**SOURCE EXTRACT**
•••••
The following images were taken this morning around 10 am

The pair met in an old Ironwood where he passed the prey to her. She is in the top right corner, visibly larger than he.
The female had very pale markings compared with the one in the picture which I took some years ago when they nested here. . Yesterday I first thought that she might be a fledgling (I did not want to go too close) But the expert way she handled the big prey spoke against her being a chick and also that she flew into the saguaro cavity afterwards. Observing the pair again today confirmed that she is indeed the adult female. 

She started to eat right away

He hung around until 2 Turkey Vultures soared over and demanded his attention

She moved with her prize to her favorite dead Palo Verde. This time it's a Zebratail Lizard. Later she moved on to the nesting cavity in the Saguaro.
•••••
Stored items
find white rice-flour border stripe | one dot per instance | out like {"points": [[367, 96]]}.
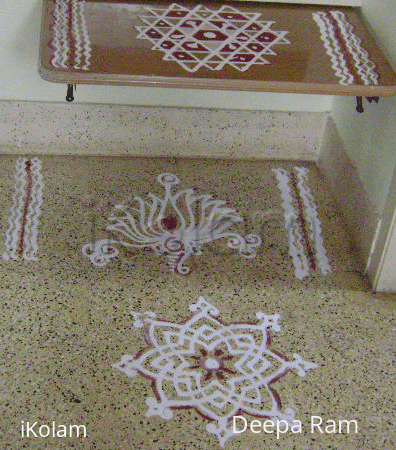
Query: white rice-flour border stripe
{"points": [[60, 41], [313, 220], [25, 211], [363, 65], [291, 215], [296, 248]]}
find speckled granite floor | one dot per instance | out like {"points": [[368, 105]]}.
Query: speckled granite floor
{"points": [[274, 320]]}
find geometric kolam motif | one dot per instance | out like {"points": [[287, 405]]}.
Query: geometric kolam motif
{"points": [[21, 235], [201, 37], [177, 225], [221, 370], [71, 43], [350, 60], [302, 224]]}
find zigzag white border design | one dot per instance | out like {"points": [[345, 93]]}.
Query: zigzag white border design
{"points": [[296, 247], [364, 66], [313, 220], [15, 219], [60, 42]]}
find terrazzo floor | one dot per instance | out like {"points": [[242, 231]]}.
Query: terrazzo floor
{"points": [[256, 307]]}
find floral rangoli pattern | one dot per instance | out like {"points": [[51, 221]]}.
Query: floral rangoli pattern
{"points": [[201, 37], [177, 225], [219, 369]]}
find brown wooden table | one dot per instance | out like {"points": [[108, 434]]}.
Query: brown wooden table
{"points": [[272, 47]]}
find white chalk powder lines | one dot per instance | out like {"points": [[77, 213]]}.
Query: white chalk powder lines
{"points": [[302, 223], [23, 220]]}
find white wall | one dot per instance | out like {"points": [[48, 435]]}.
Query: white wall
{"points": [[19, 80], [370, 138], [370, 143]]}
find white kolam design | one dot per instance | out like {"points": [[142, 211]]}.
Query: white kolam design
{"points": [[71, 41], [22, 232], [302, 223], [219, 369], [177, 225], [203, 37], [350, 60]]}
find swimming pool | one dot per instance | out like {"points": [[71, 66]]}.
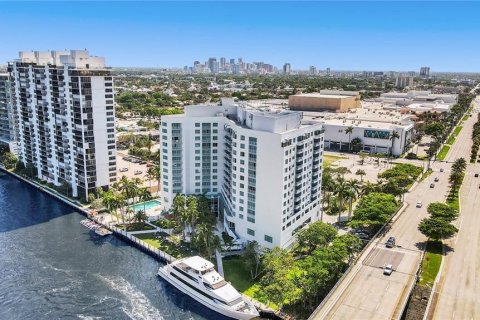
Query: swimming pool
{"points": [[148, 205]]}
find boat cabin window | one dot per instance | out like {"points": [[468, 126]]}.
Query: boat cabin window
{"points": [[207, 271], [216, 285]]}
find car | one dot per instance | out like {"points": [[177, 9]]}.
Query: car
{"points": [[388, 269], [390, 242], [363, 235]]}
•••••
**QUESTIONS**
• a. In the observation notes, why did the observer decide that the bird receiving the prey was not a fledgling?
• b. List every kind of plant named in the observation notes.
• c. Write out the part of the observation notes starting with "The female had" and going on through "in the Saguaro.".

**ANSWERS GIVEN**
• a. The expert way she handled the big prey argued against her being a chick, and afterward she flew into the saguaro cavity. Watching the pair again the next day confirmed that she is the adult female.

• b.
- Ironwood
- Saguaro
- Palo Verde

• c.
The female had very pale markings compared with the one in the picture which I took some years ago when they nested here. . Yesterday I first thought that she might be a fledgling (I did not want to go too close) But the expert way she handled the big prey spoke against her being a chick and also that she flew into the saguaro cavity afterwards. Observing the pair again today confirmed that she is indeed the adult female. 

She started to eat right away

He hung around until 2 Turkey Vultures soared over and demanded his attention

She moved with her prize to her favorite dead Palo Verde. This time it's a Zebratail Lizard. Later she moved on to the nesting cavity in the Saguaro.